DESCRIPTION OF THE TASK
From the records below, set down exactly the lines starting with the line that contains "A single marker falls on each instance of the wooden" and going on through the line that contains "A single marker falls on each instance of the white". Nothing else is wanted.

GIVEN INFORMATION
● ● ● ●
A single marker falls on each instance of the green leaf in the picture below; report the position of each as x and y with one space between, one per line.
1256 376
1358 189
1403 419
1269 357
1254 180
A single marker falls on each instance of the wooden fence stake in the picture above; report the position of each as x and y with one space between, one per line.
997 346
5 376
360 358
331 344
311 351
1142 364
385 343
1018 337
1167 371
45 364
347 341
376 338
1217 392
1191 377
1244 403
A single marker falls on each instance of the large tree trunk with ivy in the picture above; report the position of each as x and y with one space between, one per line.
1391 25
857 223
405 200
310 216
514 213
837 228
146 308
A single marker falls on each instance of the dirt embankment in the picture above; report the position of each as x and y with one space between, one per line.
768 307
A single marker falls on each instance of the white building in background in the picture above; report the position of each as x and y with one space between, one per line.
● ● ● ●
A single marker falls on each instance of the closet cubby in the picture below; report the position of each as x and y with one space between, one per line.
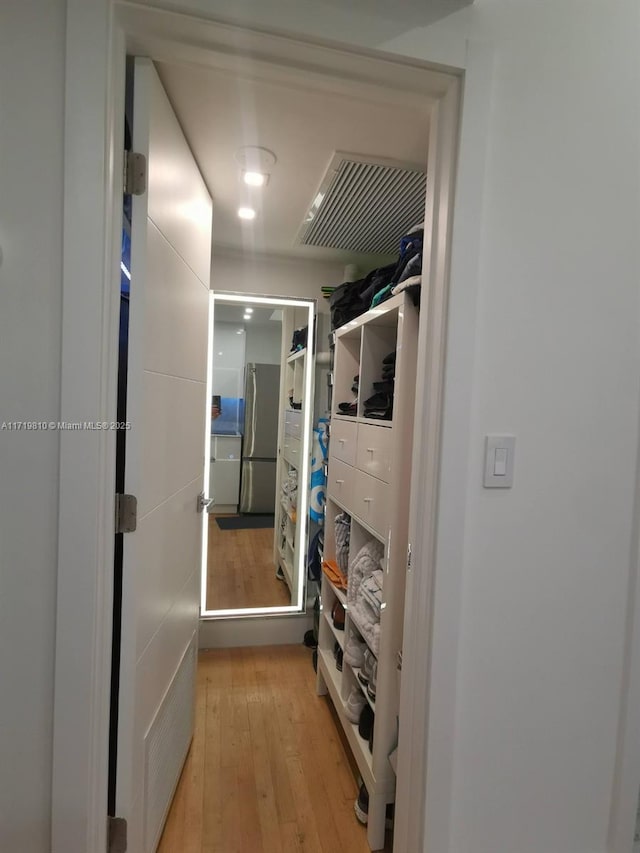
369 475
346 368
● ● ● ●
OUTPUT FOR THIS TASK
A single marker falls on each instance of the wooden fence stake in the picture above; report the position of each as x and y with one space between, one per line.
997 346
5 376
360 358
331 344
311 351
1142 364
385 343
1018 337
1167 371
45 364
347 341
376 338
1217 392
1191 377
1244 403
A single marker falls on each instance of the large tree trunk with ivy in the picture above; report the position of each as x and y with one space between, one per line.
1391 25
857 223
405 200
310 216
514 213
837 228
146 308
A single marker falls on each instance of the dirt embankment in the picture above; report the position of each as x and y with one space between, one per line.
768 307
A single marker falls on each instance of the white building in background in the picture above; report the position of each as x and y with one space between, one per line.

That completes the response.